Turn everything from the line containing "<item>palace window</item>, it would be much appreciated." down to the line containing "[[[68,73],[72,73],[73,72],[73,66],[69,66],[68,69]]]" into a two-column CSV with headers input and output. Give one row per record, with its text under input and its answer under output, each field in double quotes and line breaks replaced by spaces.
═══
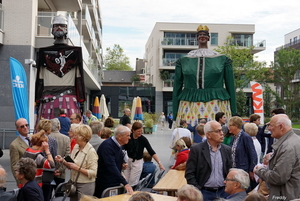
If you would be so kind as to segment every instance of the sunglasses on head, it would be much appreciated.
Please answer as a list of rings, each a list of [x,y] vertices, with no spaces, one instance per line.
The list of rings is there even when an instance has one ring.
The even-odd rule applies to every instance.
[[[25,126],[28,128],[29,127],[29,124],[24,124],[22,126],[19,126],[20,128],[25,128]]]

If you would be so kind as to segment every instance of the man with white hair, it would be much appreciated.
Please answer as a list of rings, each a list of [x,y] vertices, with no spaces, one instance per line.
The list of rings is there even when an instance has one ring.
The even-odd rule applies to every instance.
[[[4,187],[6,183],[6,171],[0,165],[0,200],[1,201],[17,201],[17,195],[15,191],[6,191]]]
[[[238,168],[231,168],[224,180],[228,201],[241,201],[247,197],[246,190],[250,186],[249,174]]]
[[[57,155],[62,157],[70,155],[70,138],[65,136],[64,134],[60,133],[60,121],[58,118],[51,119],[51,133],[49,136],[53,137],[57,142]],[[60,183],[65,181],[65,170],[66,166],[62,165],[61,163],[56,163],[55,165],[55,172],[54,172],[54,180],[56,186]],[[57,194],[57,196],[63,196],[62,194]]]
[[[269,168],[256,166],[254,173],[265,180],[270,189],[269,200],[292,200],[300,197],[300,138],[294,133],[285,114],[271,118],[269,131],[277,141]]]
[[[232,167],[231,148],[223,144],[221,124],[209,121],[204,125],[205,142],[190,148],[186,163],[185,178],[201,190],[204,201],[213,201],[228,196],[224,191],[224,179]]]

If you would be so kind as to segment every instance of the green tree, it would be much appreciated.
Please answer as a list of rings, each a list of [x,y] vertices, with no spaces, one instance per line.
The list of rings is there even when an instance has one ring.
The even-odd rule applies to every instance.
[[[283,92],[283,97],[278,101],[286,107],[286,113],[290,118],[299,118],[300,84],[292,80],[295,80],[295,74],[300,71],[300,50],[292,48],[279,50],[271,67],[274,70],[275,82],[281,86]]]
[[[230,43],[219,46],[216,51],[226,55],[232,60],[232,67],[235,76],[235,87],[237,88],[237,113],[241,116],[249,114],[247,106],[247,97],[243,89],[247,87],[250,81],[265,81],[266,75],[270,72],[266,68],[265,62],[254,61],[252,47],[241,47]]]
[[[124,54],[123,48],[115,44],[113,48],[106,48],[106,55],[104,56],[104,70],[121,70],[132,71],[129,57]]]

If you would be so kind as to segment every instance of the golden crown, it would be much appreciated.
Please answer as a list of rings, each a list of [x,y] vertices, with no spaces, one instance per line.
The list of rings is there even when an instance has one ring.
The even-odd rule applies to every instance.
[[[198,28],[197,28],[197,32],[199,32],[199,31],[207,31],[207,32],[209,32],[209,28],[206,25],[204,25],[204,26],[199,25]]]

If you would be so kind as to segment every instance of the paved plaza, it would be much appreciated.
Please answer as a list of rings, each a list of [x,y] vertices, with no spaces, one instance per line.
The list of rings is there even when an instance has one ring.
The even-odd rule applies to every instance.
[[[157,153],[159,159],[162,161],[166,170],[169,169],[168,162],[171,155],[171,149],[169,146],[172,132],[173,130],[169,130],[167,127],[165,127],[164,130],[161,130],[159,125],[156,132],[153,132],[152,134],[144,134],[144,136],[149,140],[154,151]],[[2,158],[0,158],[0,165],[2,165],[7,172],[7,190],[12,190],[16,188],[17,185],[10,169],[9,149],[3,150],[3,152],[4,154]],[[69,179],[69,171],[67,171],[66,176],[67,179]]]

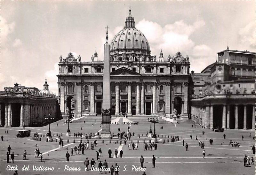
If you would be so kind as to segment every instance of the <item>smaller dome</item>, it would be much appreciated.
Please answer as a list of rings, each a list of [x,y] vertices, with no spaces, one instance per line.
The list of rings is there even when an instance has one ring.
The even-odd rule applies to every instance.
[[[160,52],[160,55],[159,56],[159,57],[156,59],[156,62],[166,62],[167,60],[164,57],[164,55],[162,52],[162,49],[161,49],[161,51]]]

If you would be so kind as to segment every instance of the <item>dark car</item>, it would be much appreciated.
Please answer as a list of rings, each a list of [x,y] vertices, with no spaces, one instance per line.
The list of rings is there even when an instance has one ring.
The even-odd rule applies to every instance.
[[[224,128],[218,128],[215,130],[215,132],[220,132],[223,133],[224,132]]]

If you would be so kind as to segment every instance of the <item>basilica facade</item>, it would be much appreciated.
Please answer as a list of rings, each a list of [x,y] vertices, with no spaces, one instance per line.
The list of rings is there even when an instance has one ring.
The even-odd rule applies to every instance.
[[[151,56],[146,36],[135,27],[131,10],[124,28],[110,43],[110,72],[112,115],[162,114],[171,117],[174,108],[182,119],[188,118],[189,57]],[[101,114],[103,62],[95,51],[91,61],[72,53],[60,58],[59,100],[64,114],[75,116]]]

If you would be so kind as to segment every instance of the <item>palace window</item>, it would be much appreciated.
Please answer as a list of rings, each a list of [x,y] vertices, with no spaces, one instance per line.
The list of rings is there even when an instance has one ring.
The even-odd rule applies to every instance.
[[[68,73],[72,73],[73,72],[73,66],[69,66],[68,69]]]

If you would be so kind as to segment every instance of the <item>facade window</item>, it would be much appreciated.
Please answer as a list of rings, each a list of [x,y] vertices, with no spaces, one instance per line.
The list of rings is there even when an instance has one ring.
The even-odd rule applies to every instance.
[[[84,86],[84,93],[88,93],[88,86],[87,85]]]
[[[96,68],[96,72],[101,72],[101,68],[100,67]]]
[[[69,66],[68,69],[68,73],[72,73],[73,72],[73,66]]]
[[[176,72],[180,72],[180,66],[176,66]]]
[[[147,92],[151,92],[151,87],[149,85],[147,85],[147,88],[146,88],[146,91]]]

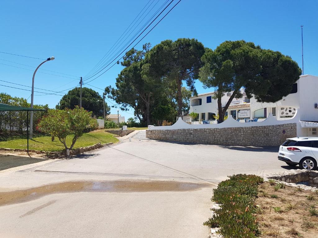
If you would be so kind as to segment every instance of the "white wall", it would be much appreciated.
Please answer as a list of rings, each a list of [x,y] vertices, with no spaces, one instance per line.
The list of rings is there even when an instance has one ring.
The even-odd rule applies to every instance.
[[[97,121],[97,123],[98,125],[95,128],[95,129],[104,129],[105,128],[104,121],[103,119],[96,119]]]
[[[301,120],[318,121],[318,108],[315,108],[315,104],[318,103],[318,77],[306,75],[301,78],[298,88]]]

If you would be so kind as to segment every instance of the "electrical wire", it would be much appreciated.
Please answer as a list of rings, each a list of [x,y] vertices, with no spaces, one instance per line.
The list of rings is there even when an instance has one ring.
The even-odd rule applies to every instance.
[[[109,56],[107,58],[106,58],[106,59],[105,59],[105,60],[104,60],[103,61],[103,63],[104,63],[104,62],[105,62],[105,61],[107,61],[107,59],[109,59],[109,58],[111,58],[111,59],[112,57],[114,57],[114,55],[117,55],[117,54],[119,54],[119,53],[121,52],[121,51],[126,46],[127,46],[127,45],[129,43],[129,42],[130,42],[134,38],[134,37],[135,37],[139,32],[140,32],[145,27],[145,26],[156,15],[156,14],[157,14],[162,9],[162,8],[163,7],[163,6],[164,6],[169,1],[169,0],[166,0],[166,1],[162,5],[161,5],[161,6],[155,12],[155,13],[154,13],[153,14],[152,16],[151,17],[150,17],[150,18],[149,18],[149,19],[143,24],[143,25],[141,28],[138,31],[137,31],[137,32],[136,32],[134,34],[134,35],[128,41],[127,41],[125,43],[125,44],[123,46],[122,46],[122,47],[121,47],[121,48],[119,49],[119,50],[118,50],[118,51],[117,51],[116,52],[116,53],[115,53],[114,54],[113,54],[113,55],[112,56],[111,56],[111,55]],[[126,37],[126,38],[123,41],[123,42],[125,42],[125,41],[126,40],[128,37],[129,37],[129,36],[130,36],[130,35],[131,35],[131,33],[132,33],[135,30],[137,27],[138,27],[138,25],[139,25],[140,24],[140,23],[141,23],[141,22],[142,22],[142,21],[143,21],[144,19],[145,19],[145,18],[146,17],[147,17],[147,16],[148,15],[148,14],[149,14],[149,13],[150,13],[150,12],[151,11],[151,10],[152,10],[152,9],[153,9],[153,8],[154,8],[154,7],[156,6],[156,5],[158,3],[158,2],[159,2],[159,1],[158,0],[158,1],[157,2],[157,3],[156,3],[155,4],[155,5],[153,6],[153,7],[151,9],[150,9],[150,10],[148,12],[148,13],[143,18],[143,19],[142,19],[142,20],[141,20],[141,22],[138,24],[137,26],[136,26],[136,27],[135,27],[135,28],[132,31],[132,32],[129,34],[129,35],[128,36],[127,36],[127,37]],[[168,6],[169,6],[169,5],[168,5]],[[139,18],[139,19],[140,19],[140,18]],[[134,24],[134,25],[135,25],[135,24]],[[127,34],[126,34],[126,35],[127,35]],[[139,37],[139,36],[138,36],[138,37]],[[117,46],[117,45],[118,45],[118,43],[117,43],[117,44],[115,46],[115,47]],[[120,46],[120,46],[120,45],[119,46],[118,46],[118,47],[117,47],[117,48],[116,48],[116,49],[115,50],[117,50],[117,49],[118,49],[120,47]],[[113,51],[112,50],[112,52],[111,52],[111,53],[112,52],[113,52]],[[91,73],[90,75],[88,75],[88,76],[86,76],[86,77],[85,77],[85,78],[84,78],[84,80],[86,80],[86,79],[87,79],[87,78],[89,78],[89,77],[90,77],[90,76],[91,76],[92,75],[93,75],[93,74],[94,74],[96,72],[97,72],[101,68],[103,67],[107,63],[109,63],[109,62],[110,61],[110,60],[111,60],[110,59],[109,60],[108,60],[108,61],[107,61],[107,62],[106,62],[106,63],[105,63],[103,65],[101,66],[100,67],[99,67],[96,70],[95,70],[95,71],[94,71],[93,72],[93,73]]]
═══
The completed task:
input,output
"If you would be so kind as to segment every instance of the <item>palace window</item>, it would be much appreciated. Please answer as a list of rings, each a list of [x,y] vertices, with no spaces, one instance per line. The list of rings is there even when an instance has one ring. The even-odd rule applies to every instance.","[[[68,73],[72,73],[73,72],[73,66],[69,66],[68,69]]]"